◆ **WHAT THE TASK REQUIRES**
Reproduce this listing from its first line through the line with "output: one SVG", inclusive, leaving out all that follows.

_____

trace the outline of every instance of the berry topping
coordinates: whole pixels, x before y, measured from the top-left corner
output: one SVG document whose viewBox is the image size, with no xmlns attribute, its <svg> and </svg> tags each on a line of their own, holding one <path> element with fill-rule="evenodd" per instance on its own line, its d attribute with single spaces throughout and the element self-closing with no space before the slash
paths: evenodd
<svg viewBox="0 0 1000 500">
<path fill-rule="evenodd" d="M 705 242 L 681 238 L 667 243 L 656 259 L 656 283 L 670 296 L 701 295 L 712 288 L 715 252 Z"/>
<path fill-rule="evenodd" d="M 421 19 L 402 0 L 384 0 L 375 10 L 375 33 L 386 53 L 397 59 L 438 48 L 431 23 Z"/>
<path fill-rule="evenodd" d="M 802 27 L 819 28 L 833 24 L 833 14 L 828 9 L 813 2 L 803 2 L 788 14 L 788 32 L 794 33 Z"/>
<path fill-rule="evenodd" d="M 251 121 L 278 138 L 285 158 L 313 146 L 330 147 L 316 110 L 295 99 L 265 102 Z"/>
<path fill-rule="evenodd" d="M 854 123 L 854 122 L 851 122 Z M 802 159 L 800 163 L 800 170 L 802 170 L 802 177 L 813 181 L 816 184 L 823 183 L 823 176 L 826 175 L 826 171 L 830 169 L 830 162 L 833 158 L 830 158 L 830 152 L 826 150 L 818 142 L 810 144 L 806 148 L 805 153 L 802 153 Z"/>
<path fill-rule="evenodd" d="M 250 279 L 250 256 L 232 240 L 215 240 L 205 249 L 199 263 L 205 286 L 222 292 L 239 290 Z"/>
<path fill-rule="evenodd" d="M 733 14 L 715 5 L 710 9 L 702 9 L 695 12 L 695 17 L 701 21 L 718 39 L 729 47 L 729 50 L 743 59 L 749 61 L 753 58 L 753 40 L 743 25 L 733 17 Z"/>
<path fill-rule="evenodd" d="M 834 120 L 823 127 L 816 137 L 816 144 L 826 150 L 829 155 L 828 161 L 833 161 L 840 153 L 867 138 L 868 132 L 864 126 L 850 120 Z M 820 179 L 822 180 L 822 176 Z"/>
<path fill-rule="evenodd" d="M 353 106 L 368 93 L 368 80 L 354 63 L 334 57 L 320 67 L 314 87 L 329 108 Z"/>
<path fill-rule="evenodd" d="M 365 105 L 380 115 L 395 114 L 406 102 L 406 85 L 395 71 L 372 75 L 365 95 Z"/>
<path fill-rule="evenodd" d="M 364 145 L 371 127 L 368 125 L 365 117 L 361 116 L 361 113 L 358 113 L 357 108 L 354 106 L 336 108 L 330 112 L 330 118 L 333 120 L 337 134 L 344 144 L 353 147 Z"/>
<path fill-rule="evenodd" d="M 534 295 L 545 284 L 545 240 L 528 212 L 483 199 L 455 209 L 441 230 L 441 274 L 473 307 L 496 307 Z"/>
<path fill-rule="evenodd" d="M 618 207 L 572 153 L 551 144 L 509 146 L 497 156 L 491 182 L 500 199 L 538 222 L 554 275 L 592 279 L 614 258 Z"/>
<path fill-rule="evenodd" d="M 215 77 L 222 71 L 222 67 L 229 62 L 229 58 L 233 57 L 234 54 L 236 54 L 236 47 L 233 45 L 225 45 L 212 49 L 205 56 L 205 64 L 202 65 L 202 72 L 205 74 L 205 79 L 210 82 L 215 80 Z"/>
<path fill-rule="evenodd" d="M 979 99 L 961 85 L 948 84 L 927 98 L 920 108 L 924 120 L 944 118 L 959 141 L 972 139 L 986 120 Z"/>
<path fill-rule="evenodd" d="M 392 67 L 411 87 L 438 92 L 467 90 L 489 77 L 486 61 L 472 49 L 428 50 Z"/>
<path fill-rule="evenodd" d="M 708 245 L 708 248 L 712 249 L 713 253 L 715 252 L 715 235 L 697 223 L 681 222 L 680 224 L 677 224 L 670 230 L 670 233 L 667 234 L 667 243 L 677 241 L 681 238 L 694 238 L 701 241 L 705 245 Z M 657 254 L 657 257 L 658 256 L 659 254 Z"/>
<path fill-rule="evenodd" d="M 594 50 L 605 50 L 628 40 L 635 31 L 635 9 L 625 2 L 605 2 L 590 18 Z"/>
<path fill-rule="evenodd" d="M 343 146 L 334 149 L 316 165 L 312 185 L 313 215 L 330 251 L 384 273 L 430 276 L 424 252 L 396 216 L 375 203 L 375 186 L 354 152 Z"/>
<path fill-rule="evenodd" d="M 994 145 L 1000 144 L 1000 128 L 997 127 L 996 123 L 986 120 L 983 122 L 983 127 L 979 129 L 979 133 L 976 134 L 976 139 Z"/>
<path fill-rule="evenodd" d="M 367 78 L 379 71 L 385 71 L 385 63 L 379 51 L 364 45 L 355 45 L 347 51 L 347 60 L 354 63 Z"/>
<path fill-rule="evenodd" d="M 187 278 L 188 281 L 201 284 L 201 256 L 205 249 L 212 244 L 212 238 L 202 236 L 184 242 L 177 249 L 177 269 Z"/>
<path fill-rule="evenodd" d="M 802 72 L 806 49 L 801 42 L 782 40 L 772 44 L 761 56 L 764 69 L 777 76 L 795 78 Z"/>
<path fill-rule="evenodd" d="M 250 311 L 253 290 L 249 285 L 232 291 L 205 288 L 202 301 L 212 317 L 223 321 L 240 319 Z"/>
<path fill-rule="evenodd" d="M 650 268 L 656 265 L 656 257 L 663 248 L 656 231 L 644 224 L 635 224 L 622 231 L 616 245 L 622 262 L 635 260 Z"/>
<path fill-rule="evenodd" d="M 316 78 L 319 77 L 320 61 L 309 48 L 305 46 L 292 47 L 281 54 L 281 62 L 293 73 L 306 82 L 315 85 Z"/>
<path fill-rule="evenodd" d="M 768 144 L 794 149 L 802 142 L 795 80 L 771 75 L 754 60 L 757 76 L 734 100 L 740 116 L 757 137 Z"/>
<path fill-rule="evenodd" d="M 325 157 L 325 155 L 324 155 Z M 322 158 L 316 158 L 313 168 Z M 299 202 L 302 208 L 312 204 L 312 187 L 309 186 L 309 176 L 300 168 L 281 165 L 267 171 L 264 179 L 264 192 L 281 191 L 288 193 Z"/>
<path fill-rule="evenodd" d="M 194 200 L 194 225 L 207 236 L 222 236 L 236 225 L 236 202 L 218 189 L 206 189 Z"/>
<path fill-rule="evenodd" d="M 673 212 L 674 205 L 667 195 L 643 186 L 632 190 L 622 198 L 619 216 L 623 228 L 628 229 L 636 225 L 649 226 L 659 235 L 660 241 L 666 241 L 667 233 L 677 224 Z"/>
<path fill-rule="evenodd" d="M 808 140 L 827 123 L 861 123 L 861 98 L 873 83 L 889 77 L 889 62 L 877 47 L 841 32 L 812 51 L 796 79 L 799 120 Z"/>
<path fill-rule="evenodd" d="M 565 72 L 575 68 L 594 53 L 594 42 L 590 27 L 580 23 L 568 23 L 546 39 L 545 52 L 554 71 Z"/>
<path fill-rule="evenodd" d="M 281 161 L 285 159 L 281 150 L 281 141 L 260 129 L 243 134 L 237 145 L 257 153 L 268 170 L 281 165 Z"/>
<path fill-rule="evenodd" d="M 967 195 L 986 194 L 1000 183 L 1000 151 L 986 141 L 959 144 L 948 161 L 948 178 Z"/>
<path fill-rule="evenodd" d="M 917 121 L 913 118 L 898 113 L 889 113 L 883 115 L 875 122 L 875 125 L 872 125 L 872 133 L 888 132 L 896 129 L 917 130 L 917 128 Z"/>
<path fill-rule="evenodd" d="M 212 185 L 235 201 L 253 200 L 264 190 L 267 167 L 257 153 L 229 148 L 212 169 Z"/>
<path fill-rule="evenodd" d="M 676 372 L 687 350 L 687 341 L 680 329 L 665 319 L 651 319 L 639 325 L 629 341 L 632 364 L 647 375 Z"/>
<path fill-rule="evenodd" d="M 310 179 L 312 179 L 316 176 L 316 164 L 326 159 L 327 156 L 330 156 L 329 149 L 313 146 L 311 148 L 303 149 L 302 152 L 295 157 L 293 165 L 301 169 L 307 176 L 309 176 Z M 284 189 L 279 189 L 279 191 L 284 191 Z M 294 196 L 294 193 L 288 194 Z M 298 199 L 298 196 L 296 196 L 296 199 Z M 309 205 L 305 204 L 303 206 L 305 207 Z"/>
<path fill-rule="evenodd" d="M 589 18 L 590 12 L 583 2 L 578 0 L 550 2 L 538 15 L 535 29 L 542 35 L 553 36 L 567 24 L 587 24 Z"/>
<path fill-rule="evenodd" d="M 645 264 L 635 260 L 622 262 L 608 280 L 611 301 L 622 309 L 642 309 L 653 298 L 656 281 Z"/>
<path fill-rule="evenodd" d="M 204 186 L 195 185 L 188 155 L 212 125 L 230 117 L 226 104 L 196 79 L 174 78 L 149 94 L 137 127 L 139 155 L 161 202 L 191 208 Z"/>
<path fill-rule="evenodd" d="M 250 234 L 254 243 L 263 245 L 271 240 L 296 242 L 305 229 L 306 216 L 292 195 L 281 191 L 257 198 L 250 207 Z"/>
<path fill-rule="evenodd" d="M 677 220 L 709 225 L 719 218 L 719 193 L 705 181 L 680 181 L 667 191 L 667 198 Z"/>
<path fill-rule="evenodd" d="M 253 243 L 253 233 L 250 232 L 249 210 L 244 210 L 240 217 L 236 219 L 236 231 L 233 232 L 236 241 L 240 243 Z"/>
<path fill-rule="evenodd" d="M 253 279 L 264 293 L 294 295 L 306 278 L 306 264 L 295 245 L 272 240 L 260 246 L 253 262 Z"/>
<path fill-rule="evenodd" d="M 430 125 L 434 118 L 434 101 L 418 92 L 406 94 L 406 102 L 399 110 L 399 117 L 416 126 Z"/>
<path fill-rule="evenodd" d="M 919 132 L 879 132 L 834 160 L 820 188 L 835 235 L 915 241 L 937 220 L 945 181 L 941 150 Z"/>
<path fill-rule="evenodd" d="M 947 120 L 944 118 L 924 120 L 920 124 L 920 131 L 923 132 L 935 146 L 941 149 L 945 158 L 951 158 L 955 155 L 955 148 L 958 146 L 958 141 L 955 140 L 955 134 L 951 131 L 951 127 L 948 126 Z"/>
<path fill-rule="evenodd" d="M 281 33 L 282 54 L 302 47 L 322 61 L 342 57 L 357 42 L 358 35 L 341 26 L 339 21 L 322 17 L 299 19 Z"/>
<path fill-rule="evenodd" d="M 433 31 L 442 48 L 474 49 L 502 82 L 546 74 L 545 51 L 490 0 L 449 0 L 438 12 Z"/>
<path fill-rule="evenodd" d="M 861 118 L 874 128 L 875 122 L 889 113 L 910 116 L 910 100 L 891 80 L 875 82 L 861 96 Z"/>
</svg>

_____

◆ **REPLY**
trace the outline of every instance of the berry topping
coordinates: whole pixels, x before y, measured from the top-left corner
output: one SVG document whose viewBox is the image size, with no xmlns attribute, its <svg> and </svg> tags each on a line of their own, holding one <path> element with fill-rule="evenodd" per instance on its own line, its d attribute with single spaces throughout and the element self-closing with no space before the slash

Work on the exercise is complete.